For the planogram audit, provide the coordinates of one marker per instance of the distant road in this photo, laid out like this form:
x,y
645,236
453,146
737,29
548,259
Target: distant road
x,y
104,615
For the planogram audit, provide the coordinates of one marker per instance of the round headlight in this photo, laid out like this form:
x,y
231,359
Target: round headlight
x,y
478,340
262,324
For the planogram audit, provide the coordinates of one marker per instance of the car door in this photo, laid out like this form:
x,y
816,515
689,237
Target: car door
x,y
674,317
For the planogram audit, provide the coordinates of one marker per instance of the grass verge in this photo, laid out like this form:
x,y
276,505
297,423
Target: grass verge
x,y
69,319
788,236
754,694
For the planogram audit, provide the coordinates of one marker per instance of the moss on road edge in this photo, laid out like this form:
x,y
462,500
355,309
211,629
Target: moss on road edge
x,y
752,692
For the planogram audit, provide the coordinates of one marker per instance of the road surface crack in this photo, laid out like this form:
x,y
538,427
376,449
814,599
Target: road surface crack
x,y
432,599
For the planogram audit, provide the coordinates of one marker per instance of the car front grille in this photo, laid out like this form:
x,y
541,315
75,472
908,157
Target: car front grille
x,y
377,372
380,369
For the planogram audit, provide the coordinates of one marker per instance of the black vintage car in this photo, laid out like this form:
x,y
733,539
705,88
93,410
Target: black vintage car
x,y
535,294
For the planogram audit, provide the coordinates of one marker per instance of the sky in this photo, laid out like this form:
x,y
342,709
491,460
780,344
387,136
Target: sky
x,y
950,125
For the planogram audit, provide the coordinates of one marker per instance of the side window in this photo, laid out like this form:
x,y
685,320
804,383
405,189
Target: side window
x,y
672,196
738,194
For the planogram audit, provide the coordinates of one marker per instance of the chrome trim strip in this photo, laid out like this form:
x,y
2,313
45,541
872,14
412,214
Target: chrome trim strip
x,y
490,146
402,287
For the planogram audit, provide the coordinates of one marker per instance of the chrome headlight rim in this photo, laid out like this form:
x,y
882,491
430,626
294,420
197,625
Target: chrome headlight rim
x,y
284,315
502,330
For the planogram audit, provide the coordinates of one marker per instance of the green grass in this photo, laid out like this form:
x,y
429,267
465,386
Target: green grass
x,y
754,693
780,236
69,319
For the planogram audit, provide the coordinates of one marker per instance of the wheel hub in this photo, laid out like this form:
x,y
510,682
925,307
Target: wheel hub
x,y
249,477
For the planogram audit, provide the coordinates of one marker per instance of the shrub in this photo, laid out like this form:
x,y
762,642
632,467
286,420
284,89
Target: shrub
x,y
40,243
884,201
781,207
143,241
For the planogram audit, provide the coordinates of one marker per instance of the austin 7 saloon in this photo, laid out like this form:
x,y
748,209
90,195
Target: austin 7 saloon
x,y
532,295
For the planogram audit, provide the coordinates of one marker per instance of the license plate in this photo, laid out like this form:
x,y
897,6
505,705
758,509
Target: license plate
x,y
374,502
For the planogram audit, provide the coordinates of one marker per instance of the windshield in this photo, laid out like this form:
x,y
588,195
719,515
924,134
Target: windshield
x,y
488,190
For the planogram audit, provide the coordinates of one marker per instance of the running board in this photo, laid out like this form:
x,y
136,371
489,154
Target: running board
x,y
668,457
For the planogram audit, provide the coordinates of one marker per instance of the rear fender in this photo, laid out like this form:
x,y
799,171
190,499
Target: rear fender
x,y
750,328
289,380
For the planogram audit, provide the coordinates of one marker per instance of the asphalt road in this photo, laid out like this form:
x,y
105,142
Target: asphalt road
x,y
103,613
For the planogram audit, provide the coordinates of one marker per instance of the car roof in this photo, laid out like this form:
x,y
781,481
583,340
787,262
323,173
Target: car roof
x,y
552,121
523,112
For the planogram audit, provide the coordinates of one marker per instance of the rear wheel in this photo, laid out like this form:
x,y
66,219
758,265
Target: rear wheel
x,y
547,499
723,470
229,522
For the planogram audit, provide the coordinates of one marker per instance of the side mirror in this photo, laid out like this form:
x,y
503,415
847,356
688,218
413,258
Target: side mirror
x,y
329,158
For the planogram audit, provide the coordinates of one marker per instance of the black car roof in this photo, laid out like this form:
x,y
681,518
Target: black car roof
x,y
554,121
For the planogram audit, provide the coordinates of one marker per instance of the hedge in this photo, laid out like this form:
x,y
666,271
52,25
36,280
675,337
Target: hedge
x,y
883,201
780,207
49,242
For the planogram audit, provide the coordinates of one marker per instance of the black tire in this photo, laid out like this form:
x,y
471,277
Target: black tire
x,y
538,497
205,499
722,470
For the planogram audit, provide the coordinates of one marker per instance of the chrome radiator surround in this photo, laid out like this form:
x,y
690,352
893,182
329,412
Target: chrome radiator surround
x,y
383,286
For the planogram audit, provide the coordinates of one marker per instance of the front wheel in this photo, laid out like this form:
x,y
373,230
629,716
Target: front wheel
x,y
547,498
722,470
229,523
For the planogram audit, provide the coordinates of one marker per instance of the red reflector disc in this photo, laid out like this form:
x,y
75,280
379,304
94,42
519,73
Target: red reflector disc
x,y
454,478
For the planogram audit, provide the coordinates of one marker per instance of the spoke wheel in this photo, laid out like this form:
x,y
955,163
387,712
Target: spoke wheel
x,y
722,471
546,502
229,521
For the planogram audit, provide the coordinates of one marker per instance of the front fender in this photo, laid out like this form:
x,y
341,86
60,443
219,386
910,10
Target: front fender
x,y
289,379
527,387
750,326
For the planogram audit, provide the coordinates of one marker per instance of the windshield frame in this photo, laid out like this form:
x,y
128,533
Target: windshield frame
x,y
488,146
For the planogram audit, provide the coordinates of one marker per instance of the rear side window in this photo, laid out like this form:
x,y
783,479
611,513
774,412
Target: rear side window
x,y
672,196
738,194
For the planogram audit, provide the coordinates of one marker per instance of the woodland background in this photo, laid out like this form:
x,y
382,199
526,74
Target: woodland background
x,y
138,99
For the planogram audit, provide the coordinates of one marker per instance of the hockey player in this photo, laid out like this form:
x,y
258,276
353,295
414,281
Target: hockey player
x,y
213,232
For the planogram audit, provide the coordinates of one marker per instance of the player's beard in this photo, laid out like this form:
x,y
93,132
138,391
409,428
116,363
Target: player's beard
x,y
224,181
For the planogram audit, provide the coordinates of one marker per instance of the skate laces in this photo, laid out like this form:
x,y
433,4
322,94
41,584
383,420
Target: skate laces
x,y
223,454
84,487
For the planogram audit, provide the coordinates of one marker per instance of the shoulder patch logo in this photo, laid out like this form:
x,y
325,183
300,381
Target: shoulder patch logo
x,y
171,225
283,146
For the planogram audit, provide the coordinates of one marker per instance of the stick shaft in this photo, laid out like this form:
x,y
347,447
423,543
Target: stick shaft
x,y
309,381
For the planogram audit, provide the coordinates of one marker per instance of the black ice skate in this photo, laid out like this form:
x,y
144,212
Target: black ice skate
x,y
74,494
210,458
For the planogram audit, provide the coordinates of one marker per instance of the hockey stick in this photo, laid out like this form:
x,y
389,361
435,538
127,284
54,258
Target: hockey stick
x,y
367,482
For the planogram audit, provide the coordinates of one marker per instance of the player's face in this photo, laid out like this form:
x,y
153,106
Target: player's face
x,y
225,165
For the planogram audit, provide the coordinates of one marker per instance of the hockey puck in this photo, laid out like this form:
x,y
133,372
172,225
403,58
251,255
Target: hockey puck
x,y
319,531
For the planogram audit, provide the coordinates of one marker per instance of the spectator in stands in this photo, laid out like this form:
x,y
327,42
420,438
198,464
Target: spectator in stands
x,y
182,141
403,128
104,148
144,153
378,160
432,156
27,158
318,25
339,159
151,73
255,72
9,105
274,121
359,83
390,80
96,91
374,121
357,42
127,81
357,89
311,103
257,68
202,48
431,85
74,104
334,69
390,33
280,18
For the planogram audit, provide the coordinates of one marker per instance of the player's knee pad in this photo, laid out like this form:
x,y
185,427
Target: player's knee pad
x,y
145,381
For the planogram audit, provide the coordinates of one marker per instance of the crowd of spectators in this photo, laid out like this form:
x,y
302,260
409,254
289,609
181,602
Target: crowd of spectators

============================================================

## SET PROBLEM
Each line from the one containing "of the spectator" to the final line of the entries above must be returned exactly, and no other line may appear.

## ANSWER BELOW
For the planogram audit, provide the coordinates of one marker per instance of the spectator in stands in this photo, laid out like this form:
x,y
327,42
420,438
198,464
Target: spectator in stands
x,y
182,141
403,128
104,148
144,153
378,160
432,156
27,158
318,25
339,159
151,73
255,72
9,105
274,121
359,83
390,80
96,91
374,121
357,42
127,81
357,89
311,103
257,68
202,48
431,85
74,104
334,69
390,33
280,18
For the planogram audit, provide the coordinates of one marker per instance of the player's knee pad in this photo, laid out like this form:
x,y
185,427
Target: player's knee pad
x,y
145,381
For the planogram audit, provide the coordinates of one marker per instance of the crowd of spectators in this photo, laid out like this form:
x,y
302,260
409,254
289,609
181,602
Target: crowd of spectators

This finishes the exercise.